• _Short exercise 1_
In the text about children's books on 9/11, who illustrated Survivor Tree?

Are you looking for books about 9/11 for elementary and middle school kids and students?
Twenty years after 9/11, the tragic terrorist attack in New York and Washington D.C., there is an entire generation of kids who weren’t alive– and perhaps don’t know what happened.
Since it’s vital that our past inform our present, I believe the best way to do this is to start with books…good children’s books about how the events of 9/11 impacted the lives of ordinary kids all over the world, but especially in the New York area.
I’ve tried to indicate which books are better for sensitive readers and which are more disturbing — but you’ll need to use your own judgment as you know your children and students best. It is not okay to traumatize kids in an attempt to teach them about what happened. It is right to consider developmental appropriateness as well as compassion for individuals who may have a lower tolerance (for any reason) of violence.
Books about 9 / 11 for Elementary & Middle School Kids
Survivor Tree by Marcie Collen, illustrated by Aaron Becker
One September day, the sky exploded, and under the ruble lay a crushed tree. Workers moved the tree with a few green leaves to fresh soil and added two stones representing two towers. It grew in its new home until one day, it was moved back where it started which had changed to host two remembering pools of water. “Today, the tree rises steel-straight and proud, beside the footprints of the towers that once filled its sky. Silently making the seasons, blazing with a million red hearts in the fall.” Poignant and hopeful, this is a gentle, lyrical story that alludes to the events of 9/11 and fills readers with emotions as they see the healing and growth afterward. (And, if you’re like me, this story will probably make you cry.)

• _Short exercise 2_
Pull out every line of the rows below that contains the word "roof".

• _Data provided_
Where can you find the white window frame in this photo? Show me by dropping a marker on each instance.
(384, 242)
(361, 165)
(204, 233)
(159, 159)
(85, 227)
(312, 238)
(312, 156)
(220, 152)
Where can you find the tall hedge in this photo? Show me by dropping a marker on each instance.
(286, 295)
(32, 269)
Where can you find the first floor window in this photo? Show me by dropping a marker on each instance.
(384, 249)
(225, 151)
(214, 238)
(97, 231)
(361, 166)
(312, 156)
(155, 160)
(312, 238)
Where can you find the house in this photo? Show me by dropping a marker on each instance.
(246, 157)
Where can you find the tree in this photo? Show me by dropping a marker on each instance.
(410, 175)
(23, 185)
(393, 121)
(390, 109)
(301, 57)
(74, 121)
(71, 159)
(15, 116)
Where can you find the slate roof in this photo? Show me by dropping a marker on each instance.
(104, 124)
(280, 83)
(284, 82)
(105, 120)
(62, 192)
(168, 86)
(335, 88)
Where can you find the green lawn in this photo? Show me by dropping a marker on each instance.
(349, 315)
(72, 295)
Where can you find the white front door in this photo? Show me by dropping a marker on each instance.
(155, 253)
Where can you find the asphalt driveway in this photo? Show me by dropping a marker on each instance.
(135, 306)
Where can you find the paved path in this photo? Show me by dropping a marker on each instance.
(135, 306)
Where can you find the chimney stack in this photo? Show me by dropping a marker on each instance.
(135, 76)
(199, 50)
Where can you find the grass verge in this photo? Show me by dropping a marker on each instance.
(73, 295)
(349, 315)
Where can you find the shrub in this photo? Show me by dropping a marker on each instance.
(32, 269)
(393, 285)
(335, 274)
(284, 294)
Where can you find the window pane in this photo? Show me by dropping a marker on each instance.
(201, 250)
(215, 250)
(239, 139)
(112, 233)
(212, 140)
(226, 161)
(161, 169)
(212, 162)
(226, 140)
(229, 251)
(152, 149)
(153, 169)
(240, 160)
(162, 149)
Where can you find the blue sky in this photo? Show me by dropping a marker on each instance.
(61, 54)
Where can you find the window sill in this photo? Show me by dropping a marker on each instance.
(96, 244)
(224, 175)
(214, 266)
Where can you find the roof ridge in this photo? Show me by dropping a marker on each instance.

• _Written solution 1_
Aaron Becker

• _Written solution 2_
Where can you find the slate roof in this photo? Show me by dropping a marker on each instance.
Where can you find the roof ridge in this photo? Show me by dropping a marker on each instance.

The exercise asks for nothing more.